→ **EXERCISE AIM**: Leave out the pictures and transcribe the rest of the records exactly.

→ **STORED RECORDS**:
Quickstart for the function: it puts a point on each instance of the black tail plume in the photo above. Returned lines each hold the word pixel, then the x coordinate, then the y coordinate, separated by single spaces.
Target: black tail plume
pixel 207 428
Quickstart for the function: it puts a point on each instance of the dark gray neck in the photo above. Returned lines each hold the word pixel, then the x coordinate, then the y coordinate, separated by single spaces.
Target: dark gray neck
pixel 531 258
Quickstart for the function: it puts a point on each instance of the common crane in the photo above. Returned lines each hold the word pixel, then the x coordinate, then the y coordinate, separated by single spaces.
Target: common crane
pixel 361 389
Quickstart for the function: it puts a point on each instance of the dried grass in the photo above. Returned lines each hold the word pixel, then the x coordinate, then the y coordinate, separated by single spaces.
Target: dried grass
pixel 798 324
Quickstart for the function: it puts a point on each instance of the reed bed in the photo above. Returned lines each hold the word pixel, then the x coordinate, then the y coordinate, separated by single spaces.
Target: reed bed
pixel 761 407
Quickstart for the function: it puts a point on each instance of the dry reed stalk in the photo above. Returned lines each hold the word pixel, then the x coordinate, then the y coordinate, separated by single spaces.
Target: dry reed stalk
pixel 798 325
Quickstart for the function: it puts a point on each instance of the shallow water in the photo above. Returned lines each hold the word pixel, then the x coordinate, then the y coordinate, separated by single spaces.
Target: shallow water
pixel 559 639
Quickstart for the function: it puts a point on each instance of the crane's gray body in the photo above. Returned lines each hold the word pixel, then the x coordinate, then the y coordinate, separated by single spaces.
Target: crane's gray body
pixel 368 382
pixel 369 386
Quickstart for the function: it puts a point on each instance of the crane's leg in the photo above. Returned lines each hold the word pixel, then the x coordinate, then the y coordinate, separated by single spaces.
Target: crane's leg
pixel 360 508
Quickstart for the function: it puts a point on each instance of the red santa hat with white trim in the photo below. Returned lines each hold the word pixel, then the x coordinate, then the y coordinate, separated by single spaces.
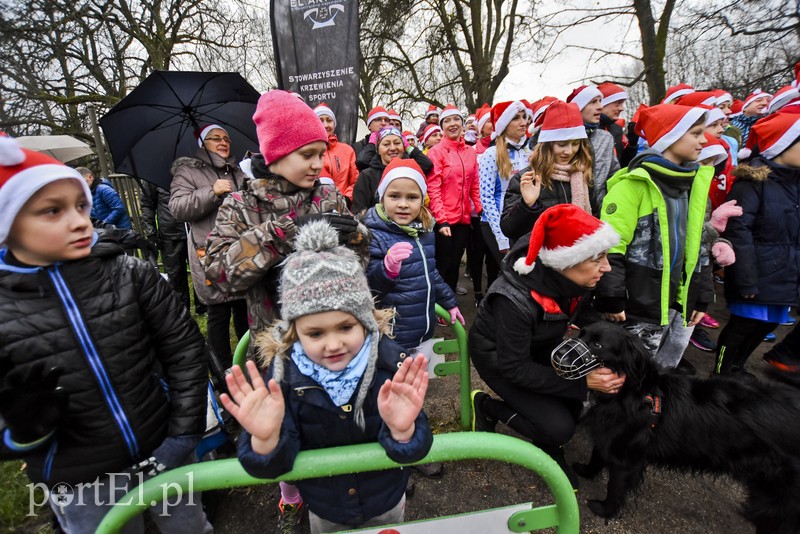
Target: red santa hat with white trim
pixel 785 95
pixel 583 95
pixel 449 111
pixel 376 113
pixel 713 149
pixel 664 124
pixel 611 93
pixel 402 168
pixel 564 236
pixel 562 122
pixel 324 111
pixel 503 113
pixel 23 173
pixel 772 135
pixel 677 91
pixel 752 97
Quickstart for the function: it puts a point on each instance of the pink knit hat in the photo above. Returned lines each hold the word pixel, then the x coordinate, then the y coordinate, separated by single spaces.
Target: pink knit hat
pixel 285 123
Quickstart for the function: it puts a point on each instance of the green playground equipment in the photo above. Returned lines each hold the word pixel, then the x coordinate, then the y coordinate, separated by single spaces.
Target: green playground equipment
pixel 459 366
pixel 562 515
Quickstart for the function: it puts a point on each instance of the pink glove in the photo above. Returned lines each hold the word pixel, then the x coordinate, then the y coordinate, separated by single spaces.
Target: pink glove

→ **FULL SOLUTION**:
Quickstart for the function: it puts a point on each instance of the black tail plume in the photo above. Returned lines each hold the word pixel, then the x coordinate, then the y coordinate, separated by single spaces.
Target: black tail plume
pixel 207 428
Quickstart for the function: it puts a point on each instance of the dark gray neck in the photo above. Returned lines each hold the word pixel, then the x coordinate, then the y coordinate, separated by single spaces.
Target: dark gray neck
pixel 531 258
Quickstart for the function: it puts a point on each instance of the common crane in the photo above. Returned lines each hold the word pixel, then the x coordinate, then the y coordinate, separated by single spaces.
Target: common crane
pixel 361 389
Quickstart for the function: it puts a point on each instance of the dried grass in the photo above. Returned lines each hold the word pixel, then the x coordinate, then the y coordinate, separated by single spaces.
Target: dried grass
pixel 798 324
Quickstart for the function: it puts a point on each instance of the reed bed in the photo above. Returned lines each hold the word pixel, then the x coordinate, then the y coordinate, separated by single spaces.
Target: reed bed
pixel 761 407
Quickstart for the function: it puts a point on each instance of the dry reed stalk in the photo above. Returned lines each hold the word pixel, then the x coordinate, then the y coordinate, separated by single spaces.
Target: dry reed stalk
pixel 798 325
Quickstart for the function: it puts a point on each instance of the shallow water in the photo above. Returned lines each hold the word pixel, then the x coordinate, then the y coordinate, separated by single spaces.
Target: shallow water
pixel 559 639
Quickstart for the function: it puts a point on each instance of the crane's gray body in the photo above. Returned lines each hold the word pixel, then the x coordinate, then the y coordinate, separated by single spaces.
Target: crane's gray body
pixel 368 382
pixel 369 386
Quickstart for the function: it puts a point on each instance of the crane's leg in the photo above. Returned lines each hold the word pixel, then the x coordinate, then the y coordinate, separated by single spaces.
Target: crane's leg
pixel 360 508
Quickstart for the function: it puts a point on each instance of the red santa hat with white trim in the photo below. Returned lines each hold the word pixel, then the x coordinate, then the y coordinate, separated by single spaces.
Target: red santa hat with white trim
pixel 785 95
pixel 583 95
pixel 449 111
pixel 376 113
pixel 713 149
pixel 664 124
pixel 611 93
pixel 402 168
pixel 564 236
pixel 562 122
pixel 324 111
pixel 503 113
pixel 23 173
pixel 772 135
pixel 677 91
pixel 752 97
Quickstart for the function: it puts a point on each instance of the pink knit hat in the photo above. Returned lines each hold the word pixel, then the x coordinate, then the y coordinate, separated by single spaces.
Target: pink knit hat
pixel 285 123
Quickstart for the function: it puts a point on each instance of the green playground equipment in the photo above. Returned lines each hold the word pixel, then the x coordinate, then the y coordinate, separated by single spaces.
Target: green playground equipment
pixel 459 366
pixel 562 515
Quickstart for the function: it puts a point on each instance of the pink glove in the photo above. Returned lines each hold the word pixel, then the x coordinate, then the y coordinate, separated by single spaces.
Target: pink glove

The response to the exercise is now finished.